Could you quote every row below word for word, leaving out the pictures?

---

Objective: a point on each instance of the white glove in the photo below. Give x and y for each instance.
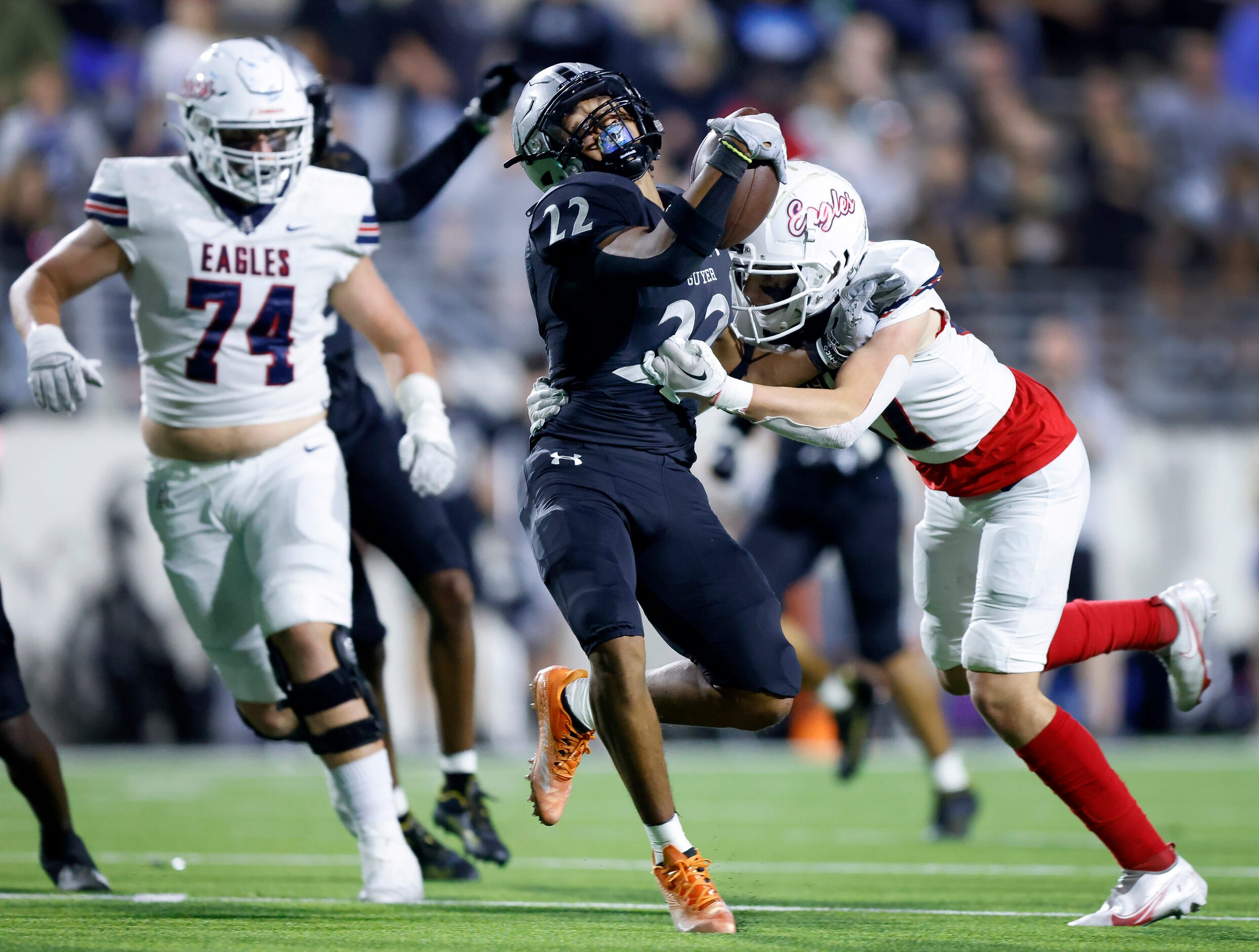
(426, 453)
(57, 373)
(688, 368)
(853, 320)
(761, 134)
(543, 404)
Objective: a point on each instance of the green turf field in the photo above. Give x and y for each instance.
(806, 863)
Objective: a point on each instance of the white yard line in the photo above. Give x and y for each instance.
(635, 865)
(577, 907)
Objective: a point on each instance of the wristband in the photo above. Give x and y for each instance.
(734, 396)
(693, 228)
(729, 159)
(825, 355)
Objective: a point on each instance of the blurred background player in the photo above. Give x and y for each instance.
(847, 500)
(247, 484)
(412, 529)
(37, 774)
(616, 518)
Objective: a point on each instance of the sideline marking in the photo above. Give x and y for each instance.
(529, 904)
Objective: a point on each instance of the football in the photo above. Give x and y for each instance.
(752, 199)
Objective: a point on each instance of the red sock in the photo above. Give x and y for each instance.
(1092, 629)
(1067, 757)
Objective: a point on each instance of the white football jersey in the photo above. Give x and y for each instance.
(969, 423)
(230, 323)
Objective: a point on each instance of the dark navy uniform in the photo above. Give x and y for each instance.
(846, 499)
(13, 695)
(615, 516)
(413, 532)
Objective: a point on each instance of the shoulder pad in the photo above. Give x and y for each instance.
(913, 260)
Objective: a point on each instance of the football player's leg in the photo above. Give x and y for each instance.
(35, 771)
(294, 510)
(869, 539)
(368, 635)
(786, 551)
(946, 560)
(1171, 625)
(713, 605)
(417, 537)
(1029, 537)
(581, 538)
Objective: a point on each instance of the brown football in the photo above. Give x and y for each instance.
(752, 199)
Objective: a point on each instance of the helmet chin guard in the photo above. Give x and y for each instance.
(813, 237)
(241, 90)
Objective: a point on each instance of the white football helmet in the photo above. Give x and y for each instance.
(802, 256)
(241, 95)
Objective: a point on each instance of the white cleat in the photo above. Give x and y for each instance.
(1194, 606)
(1142, 898)
(391, 873)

---

(COMPLETE RESPONSE)
Objective: a point on each instance of the white glove in the photo below. Give x and y for each instance.
(426, 453)
(57, 373)
(688, 368)
(853, 320)
(761, 134)
(543, 404)
Objective: a point on each instance of the green turf field in the photo above. Give x and y for each instance.
(806, 863)
Objective: a point on each instance of the white yard line in the photo above. Give x and y for each instance.
(635, 865)
(577, 907)
Objective: a point on each instance of the wristband in the photo above. Give x and y for each instance.
(734, 396)
(693, 228)
(729, 159)
(825, 355)
Objective: a point on each instance of the blurred background player in the photo above. Give x and y for each instance.
(847, 500)
(247, 484)
(412, 529)
(37, 774)
(616, 518)
Objective: a point on each instance of the sideline marking in the photo above. Give x and y for each instance.
(529, 904)
Objective: a point on each instance of the football in the photo above. Give x and y for each instance.
(752, 199)
Objective: a point on each instance of the red sock in the photo above. Give x and y for each instance.
(1092, 629)
(1067, 757)
Objective: a point on each instance of the white football jersey in the photo above. Give x and y for each instance.
(969, 423)
(230, 323)
Objective: a point on each instance of the dark navy uniform in the photo above. Give x and y for each instance.
(846, 499)
(13, 695)
(615, 516)
(413, 532)
Objective: a point on each instance of the shoulder pad in the photo above. Give x and y for each instance.
(913, 260)
Objective: a point on each instance of the football player's leg in the photo above. Give x and y for each instance.
(35, 771)
(294, 510)
(869, 539)
(368, 635)
(786, 551)
(946, 560)
(1171, 625)
(713, 605)
(417, 537)
(1029, 537)
(581, 538)
Objective: a point on each instance of the brown football in the photo above. Give x and y for each instance.
(752, 199)
Objective: a point on each instance of the helmet chin guard in the photo above. Give x and y for each instance.
(813, 237)
(241, 90)
Objective: a point on each instance of the white football helmet in the photo above. Give x and y for each instance.
(802, 256)
(241, 95)
Objective: a point on each instance of the white cleat in the photo above. Give x and y for each instance.
(1194, 606)
(1142, 898)
(391, 873)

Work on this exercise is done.